**Task instructions**
I'd ask you to write out the lines below exactly, with no images.

**The records**
┏━━
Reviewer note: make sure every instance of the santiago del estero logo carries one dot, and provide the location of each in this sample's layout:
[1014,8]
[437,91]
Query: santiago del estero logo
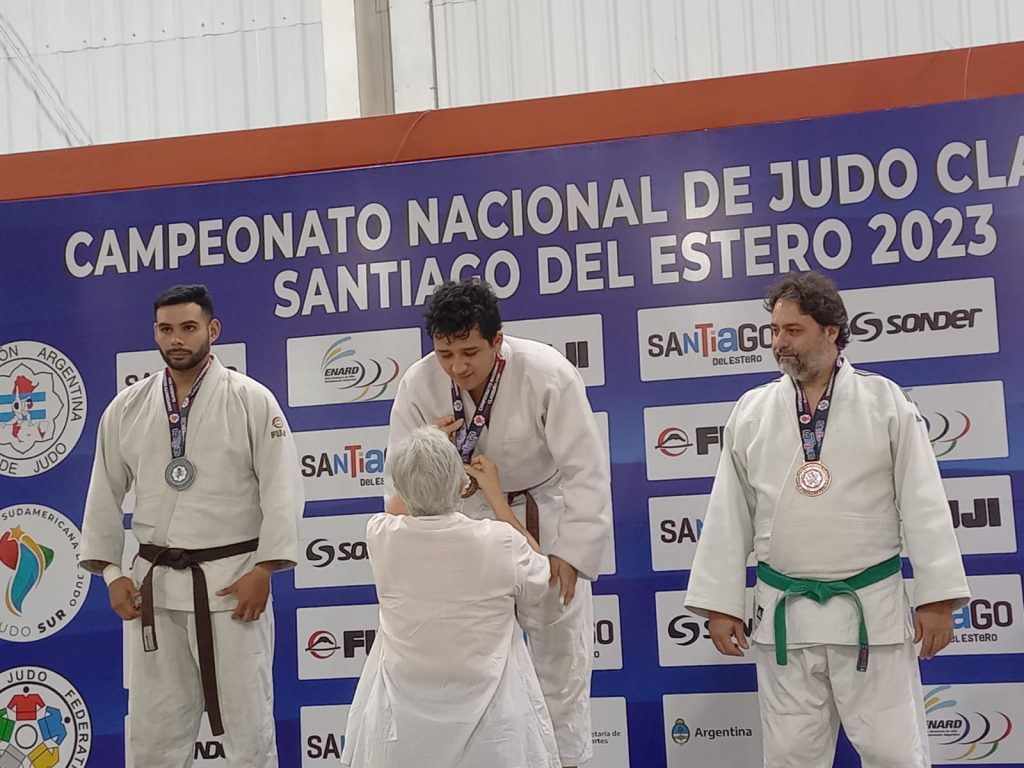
[28,560]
┗━━
**Response to the task**
Reviewer note: make sure every instance of the santiago del estero logo carries one dot, and provide the location of each in this sample's layout:
[1014,8]
[437,91]
Query: santiago del estero logo
[28,560]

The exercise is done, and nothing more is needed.